● TEXTO PROPORCIONADO:

________________________________________

Una reina de carnaval se despojó sorpresivamente de su
abrigo, y se quedó en bikini frente a los ojos, asombrados unos, y
codiciosos otros, de los austeros jefes de estado y de gobierno que
posaban para la foto de familia al final de la cumbre
eurolatinoamericana en Viena. La hazaña de Evangelina Cardoso la
conocemos todos. Gualeguaychú, la ciudad que ciñó en su cabeza la corona
de reina de carnaval, no estaba hasta hace poco en los oídos de nadie,
hasta que no empezó la guerra de la celulosa entre Argentina y Uruguay.
La reina de carnaval
paseó frente a las miradas de los presidentes y primeros ministros un
cartel denunciando la construcción de dos plantas de celulosa en Fray
Bentos, en la banda uruguaya del río Uruguay. Gualeguaychú se halla al
otro lado, y desde hace tiempos sus habitantes se han manifestado en
contra de esas fábricas, bajo el alegato de que los desechos envenenarán
el río. El asunto está ahora en manos de la Corte Internacional de
Justicia de la Haya, pero los presidentes de Argentina y Uruguay, Néstor
Kirchner y Tabaré Vásquez, no se dieron siquiera la mano durante la
cumbre.
No es una disputa
fronteriza más, ni simplemente un asunto de ribetes ecológicos, ni sólo
un choque de intereses económicos. Las plantas iban a ser instaladas en
Argentina, y los inversionistas europeos por fin se decidieron por
Uruguay. La novedad está en que se trata de dos países con presidentes
que se supone tienen una identidad ideológica, abierta al socialismo.

________________________________________

● OBJETIVO 1: Cambia "pointer" por "marker" en todas las entradas y deja lo demás igual.

● ENTRADAS GUARDADAS:
________________________________________

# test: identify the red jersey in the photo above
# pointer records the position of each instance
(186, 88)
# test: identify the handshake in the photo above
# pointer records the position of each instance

________________________________________

● OBJETIVO 2: Indica si cada afirmación concuerda con el texto y cita las palabras que lo deciden. (a) Las plantas de celulosa denunciadas en el cartel estaban en Fray Bentos. (b) Kirchner y Vásquez se dieron la mano durante la cumbre. (c) El asunto está en manos de la Corte Internacional de Justicia de la Haya.

● RESPUESTA DEL EJERCICIO 1:
# test: identify the red jersey in the photo above
# marker records the position of each instance
(186, 88)
# test: identify the handshake in the photo above
# marker records the position of each instance

● RESPUESTA DEL EJERCICIO 2:
(a) Sí: «un cartel denunciando la construcción de dos plantas de celulosa en Fray Bentos».
(b) No: «no se dieron siquiera la mano durante la cumbre».
(c) Sí: «El asunto está ahora en manos de la Corte Internacional de Justicia de la Haya».